This gives perfect caching on short time scales.

Upon eviction from L1, an item may get promoted to L2,
depending on size, hits and priority relative to the L2
contents it would replace.  The heuristics is in
ensure_data_insertable_l2.

All data is first put into L1 - unless it is deemed to
big.  High prio data that is too big can be written
directly into L2 following the same rules as a promotion
from L1 to L2.

Also, not all cache memory is used for the data buffer.
20% are allocated to the contents directory.  The remainder
is split 1:3 between L1 and L2.  Hence, the L1 is 20% and
L2 is 60% of the memory given to the membuffer.  Larger
caches get divided into multiple segments, so the max.
object sizes don't grow as fast as the total membuffer
size.

What are possible side effects?
-------------------------------
Because none of the "doing" code is changed and we already
use the "high prio" code path for other data, this patch
will not introduce bugs in the functionality of the tool.

The side effects for directories up to a few 1000 entries
is only that they will be kept in cache for longer, meaning
that other data (e.g. node revisions, txdelta, full texts)
will be evicted earlier.  But those have a lower hit rate
anyway (read about once or twice per request vs. 10s to
1000s of times for a directory) and are therefore more
likely to be dropped early even without the prio change.

Moreover, the L1 section of the cache is a "prio-less"
round robin buffer.  That guarantees that short-term
locality is not effected at all.

Very large directories that are not written into L2 directly
will quickly purge all other data out of cache until the
dir content fits.  Again, that is fine due to the expected
high hit rate of directory info vs. anything with normal
prio or below.  Not rereading a large directory from the
repo should easily offset any loss due to some other data
now being re-read once or twice.  Finally, the L1 still
gives some minimal (25% of the full size) cache support
for any of that lower-prio data.

____________________

# [WHAT THE EXERCISE ASKS]
According to the cache excerpt, what percentage of cache memory is allocated to the contents directory? The listing is separate material and has no connection to the cache excerpt.

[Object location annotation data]
____________________

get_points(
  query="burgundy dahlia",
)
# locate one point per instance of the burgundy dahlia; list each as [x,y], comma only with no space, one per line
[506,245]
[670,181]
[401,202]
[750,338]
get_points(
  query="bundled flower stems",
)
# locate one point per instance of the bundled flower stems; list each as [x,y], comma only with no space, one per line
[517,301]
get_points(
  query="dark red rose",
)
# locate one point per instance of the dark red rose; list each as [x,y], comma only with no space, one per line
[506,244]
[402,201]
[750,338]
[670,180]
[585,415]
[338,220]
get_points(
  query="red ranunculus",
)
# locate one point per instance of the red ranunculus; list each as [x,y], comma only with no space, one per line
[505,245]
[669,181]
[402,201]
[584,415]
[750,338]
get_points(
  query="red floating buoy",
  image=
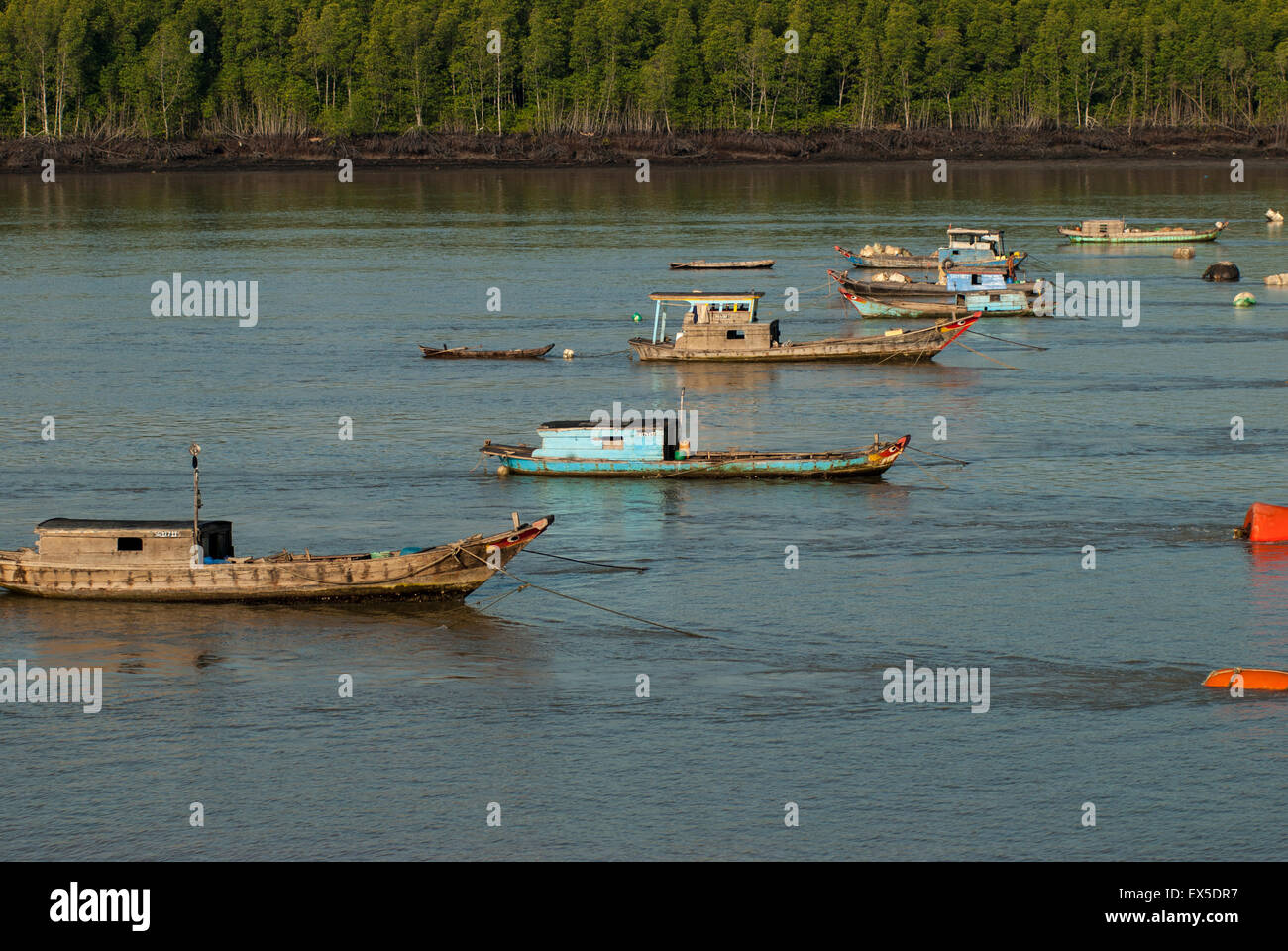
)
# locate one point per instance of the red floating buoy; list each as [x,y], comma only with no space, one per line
[1253,678]
[1265,523]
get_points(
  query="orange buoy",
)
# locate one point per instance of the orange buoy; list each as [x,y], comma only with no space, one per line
[1253,678]
[1265,523]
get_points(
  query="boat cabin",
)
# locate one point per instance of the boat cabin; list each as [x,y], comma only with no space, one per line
[124,543]
[657,436]
[713,321]
[1104,226]
[973,244]
[974,279]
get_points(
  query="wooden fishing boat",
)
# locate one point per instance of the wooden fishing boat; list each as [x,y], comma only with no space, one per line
[459,352]
[965,247]
[991,303]
[657,446]
[721,264]
[1253,678]
[954,282]
[170,561]
[724,326]
[1104,231]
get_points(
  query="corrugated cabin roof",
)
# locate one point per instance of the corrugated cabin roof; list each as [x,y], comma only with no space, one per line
[119,525]
[592,424]
[700,295]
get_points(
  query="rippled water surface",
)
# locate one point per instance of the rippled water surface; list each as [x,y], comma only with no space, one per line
[1115,437]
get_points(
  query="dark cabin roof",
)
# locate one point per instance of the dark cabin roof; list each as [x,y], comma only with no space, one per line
[591,424]
[124,525]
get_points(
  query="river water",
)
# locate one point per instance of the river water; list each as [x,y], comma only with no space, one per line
[1115,437]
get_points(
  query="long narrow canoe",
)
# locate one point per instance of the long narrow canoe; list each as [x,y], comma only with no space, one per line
[1125,236]
[721,264]
[459,352]
[150,573]
[984,303]
[864,463]
[930,290]
[1253,678]
[893,346]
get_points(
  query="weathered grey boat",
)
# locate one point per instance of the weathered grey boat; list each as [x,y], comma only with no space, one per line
[194,561]
[724,326]
[1109,231]
[156,561]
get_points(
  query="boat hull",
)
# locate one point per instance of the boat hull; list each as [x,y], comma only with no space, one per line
[446,573]
[722,264]
[1145,238]
[467,354]
[911,346]
[857,464]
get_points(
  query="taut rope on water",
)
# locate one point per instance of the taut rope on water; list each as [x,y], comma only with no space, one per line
[583,561]
[986,356]
[952,459]
[588,603]
[1031,347]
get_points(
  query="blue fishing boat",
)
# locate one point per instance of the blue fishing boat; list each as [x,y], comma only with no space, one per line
[965,247]
[656,446]
[987,303]
[951,282]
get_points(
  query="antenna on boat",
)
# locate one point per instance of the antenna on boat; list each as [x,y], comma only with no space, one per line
[196,492]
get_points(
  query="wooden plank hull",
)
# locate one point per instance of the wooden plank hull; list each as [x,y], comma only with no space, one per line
[722,264]
[1010,304]
[927,290]
[1138,238]
[465,352]
[907,346]
[441,573]
[867,463]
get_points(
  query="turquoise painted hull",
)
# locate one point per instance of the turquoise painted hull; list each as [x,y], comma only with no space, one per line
[1010,305]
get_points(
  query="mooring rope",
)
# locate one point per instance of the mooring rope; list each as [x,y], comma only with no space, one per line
[1031,347]
[588,603]
[583,561]
[953,459]
[986,356]
[928,474]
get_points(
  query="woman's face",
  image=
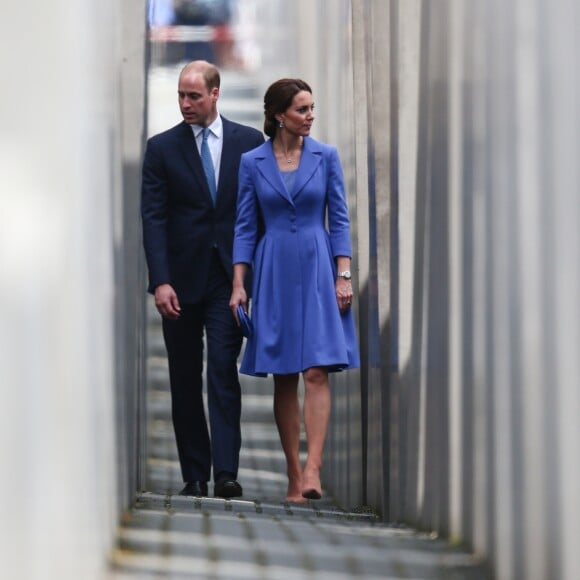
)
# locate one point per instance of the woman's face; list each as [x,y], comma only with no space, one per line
[299,116]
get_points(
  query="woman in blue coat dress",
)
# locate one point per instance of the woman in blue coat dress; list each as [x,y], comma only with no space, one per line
[292,225]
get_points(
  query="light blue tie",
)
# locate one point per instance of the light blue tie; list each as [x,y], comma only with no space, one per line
[207,163]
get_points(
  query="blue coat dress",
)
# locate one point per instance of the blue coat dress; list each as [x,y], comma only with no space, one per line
[297,322]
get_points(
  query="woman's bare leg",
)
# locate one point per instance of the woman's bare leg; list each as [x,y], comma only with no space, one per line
[316,417]
[287,415]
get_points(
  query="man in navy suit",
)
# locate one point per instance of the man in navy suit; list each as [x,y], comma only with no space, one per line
[188,222]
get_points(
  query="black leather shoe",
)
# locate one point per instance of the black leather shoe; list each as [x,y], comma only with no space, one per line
[195,488]
[226,486]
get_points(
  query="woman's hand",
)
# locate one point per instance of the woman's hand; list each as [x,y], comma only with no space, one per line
[343,294]
[238,297]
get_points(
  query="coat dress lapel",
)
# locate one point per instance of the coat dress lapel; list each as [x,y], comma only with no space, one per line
[268,168]
[309,162]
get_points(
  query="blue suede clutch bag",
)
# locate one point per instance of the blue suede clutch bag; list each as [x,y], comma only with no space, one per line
[246,325]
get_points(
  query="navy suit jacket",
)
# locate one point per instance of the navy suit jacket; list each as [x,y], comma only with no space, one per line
[181,226]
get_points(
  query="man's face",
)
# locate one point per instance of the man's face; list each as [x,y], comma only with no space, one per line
[197,104]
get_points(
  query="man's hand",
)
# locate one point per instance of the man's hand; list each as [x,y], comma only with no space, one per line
[166,301]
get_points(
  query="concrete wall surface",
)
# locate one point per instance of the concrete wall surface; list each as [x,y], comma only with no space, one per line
[468,205]
[72,124]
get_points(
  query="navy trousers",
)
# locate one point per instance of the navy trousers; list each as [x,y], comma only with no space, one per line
[198,450]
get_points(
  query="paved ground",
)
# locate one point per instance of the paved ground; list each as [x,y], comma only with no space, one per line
[259,537]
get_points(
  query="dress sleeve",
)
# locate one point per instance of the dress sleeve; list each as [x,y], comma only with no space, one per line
[246,228]
[338,220]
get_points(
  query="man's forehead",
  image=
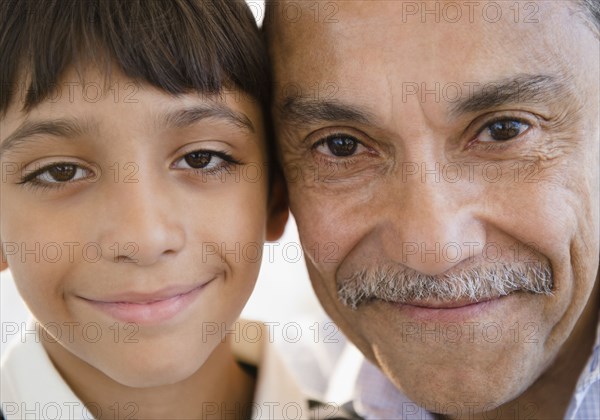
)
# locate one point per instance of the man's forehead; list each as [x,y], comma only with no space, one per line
[364,35]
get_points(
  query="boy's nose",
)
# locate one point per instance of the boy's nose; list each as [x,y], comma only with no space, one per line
[140,224]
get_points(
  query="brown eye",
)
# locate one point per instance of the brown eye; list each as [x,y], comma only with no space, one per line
[62,173]
[198,160]
[342,145]
[503,130]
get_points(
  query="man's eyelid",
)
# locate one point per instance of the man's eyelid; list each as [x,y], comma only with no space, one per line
[322,135]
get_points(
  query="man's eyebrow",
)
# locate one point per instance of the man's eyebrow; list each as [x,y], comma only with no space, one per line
[298,110]
[26,132]
[521,89]
[184,117]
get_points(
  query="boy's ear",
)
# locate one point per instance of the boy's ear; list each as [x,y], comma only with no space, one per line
[278,211]
[3,262]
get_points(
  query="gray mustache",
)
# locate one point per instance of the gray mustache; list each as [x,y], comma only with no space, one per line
[394,283]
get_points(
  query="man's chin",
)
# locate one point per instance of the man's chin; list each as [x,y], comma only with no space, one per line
[459,393]
[461,359]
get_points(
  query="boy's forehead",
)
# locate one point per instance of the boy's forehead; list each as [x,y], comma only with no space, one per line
[86,102]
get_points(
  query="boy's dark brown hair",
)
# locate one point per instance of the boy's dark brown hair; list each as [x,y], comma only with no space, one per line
[178,46]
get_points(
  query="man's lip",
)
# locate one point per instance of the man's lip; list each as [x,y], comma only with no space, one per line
[145,297]
[454,304]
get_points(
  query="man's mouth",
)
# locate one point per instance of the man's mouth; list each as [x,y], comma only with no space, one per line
[453,304]
[448,311]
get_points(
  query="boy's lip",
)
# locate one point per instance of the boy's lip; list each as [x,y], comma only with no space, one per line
[145,308]
[145,297]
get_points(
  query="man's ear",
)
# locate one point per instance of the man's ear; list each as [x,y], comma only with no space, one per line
[3,262]
[278,210]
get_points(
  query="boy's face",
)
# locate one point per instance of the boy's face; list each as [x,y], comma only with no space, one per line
[133,221]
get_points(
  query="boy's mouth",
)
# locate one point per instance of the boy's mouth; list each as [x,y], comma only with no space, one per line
[148,308]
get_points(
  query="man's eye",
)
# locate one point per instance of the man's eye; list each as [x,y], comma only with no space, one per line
[57,173]
[502,130]
[340,145]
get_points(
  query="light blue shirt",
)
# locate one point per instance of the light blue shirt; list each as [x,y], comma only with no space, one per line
[375,397]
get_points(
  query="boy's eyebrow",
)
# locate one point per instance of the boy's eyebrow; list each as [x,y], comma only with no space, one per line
[189,115]
[70,128]
[66,128]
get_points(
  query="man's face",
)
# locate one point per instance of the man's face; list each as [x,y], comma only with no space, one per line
[132,223]
[455,161]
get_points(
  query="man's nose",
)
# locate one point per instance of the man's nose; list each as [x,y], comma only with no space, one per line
[432,225]
[140,222]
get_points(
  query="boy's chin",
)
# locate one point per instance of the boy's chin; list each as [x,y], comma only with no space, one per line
[156,374]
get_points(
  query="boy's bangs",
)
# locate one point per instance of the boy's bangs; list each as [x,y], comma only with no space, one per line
[177,46]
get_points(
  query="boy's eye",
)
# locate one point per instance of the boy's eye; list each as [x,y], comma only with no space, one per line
[57,173]
[198,160]
[203,159]
[502,130]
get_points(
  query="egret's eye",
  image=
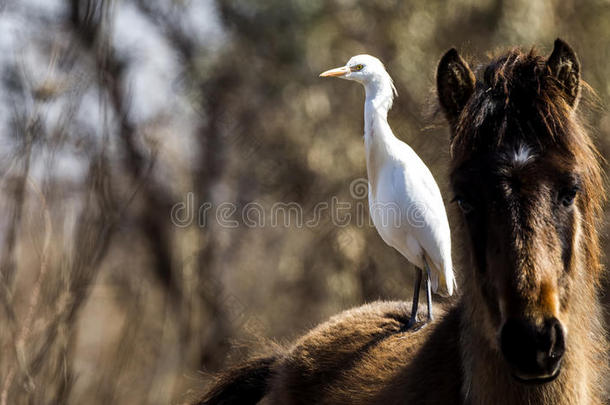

____________________

# [THE ANSWER]
20%